## TEXT
Hard Questions, Human Solutions: Building Bridges Through Team-Based Research with Bass Connections
In its twelfth year, Bass Connections continued to unite Duke faculty, staff and students around urgent, complex challenges — locally and around the world. Through intellectually diverse, project-driven teams, students enriched their academic experience while learning how boundary-spanning research can generate insight and impact far beyond the classroom.
During the 2024-2025 school year, 1,489 members of the Duke community participated in hands-on research through Bass Connections. The program supported 79 year-long project teams, three summer research programs and 22 student research awardees pursuing faculty-mentored projects.
Participants from nearly every corner of the university engaged in projects spanning an extraordinary range of topics. Sociologists, theologians, psychologists and global health scholars examined the nature of hope — where it comes from and how it shapes individual and collective lives — while faculty and students from visual arts, neurology and computer science worked together to make cutting-edge neuroscience more accessible to public audiences. Other teams crossed geographic, cultural and disciplinary boundaries to explore political activism in Brazil, the social factors that draw patients back to emergency departments after surgery and the use of digital tools to understand alcohol use across global populations.
Working within demographically, culturally and intellectually varied teams, students learned to communicate across difference and approach problems from new angles. Nearly two-thirds of teams also partnered with external organizations and community partners in the Triangle and abroad, strengthening students’ cultural competency and helping them envision how their academic work can inform practice beyond the university.

## REQUIRED WORK
1/ Write out the passage of the Bass Connections text from "Participants from nearly" to "across global populations.".
2/ According to the Bass Connections text, how many year-long project teams did the program support during the 2024-2025 school year?

Extracted records
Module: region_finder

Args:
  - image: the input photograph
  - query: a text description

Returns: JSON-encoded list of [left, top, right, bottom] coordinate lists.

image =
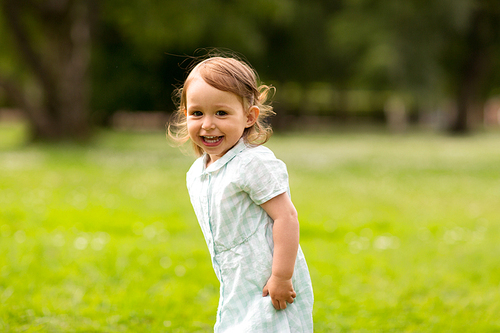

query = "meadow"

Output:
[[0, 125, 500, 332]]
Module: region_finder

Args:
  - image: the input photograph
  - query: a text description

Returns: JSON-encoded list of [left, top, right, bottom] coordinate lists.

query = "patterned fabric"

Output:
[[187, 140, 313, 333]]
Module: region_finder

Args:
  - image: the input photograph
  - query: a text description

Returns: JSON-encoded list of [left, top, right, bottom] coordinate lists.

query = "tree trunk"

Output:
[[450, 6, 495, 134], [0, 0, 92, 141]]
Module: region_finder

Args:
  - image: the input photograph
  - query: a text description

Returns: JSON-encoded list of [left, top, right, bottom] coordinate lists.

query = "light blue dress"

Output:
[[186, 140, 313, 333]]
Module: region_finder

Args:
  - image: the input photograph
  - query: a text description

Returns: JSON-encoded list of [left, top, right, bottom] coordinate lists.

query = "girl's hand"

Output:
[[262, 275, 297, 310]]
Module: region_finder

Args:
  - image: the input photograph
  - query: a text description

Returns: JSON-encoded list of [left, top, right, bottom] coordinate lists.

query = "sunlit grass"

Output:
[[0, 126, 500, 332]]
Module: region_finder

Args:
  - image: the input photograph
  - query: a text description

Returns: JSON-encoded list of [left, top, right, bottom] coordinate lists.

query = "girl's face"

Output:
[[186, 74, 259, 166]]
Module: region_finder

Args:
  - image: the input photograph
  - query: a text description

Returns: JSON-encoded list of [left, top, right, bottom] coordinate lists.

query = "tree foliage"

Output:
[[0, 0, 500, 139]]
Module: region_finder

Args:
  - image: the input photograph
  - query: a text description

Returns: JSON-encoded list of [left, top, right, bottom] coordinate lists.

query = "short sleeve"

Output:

## RESPONSES IN ORDER
1/
Participants from nearly every corner of the university engaged in projects spanning an extraordinary range of topics. Sociologists, theologians, psychologists and global health scholars examined the nature of hope — where it comes from and how it shapes individual and collective lives — while faculty and students from visual arts, neurology and computer science worked together to make cutting-edge neuroscience more accessible to public audiences. Other teams crossed geographic, cultural and disciplinary boundaries to explore political activism in Brazil, the social factors that draw patients back to emergency departments after surgery and the use of digital tools to understand alcohol use across global populations.

2/ 79 year-long project teams.